JOB A: In the whisky article, what share of Scotland's food and drink overseas export was Scotch assessed to take up in 2015?

SOURCE TEXT:
BEGIN
Does Scotland sell whisky, or does whisky sell Scotland?
It is winter, I’m sat with a dram by the log burner, curled up on a large old leather chair, probably allowing the Laphroiag in the glass to do much of the thinking… and whilst I think that – although a perhaps confusing entry to this article – most readers would be able to grasp what I mean.
Whisky is important to Scotland; it is a large part of the Scottish culture. If you were asked to name five things about Scotland, would Scotch be in there? I’m going to prejudge the whole world and say, “Yes!” Fine, my target audience is somewhat leaning towards the alcoholic beverage side of the country already, but I think even outside of this space it would still edge towards the high end of folks’ lists.
In 2019, two in every three visitors to Scotch whisky distilleries or their visitors centres were international visitors (SWA, 2019). So, did they come to see Scotland, and whisky is a part of that? Or have they come for the golden liquid, and the country is just the place that makes it?
In 2015 it was assessed that 80% of Scotland’s food and drink overseas export was taken up by Scotch! Impacting on approximately 200 overseas markets, with France then the USA topping the tables, that’s one single item – OK, yes, from over 140 producers – but still it’s just whisky.
END
JOB B: Retype the collection entries from their opening line through the line containing "negative clicks: (33, 98) (75, 97)", with every character unchanged.

[Collection entries]
BEGIN
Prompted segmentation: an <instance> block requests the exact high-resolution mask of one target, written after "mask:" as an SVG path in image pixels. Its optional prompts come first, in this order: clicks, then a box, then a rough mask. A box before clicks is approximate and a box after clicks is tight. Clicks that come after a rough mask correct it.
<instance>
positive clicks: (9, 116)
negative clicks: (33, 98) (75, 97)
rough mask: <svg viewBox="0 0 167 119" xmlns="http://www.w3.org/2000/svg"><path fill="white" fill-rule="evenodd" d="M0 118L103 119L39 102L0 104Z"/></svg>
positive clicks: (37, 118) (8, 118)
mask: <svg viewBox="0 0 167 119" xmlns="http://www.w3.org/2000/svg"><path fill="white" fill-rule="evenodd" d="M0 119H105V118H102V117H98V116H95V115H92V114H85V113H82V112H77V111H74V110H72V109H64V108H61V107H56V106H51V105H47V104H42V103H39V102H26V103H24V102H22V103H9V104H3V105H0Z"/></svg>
END
WORKED SOLUTION A: 80%

WORKED SOLUTION B:
Prompted segmentation: an <instance> block requests the exact high-resolution mask of one target, written after "mask:" as an SVG path in image pixels. Its optional prompts come first, in this order: clicks, then a box, then a rough mask. A box before clicks is approximate and a box after clicks is tight. Clicks that come after a rough mask correct it.
<instance>
positive clicks: (9, 116)
negative clicks: (33, 98) (75, 97)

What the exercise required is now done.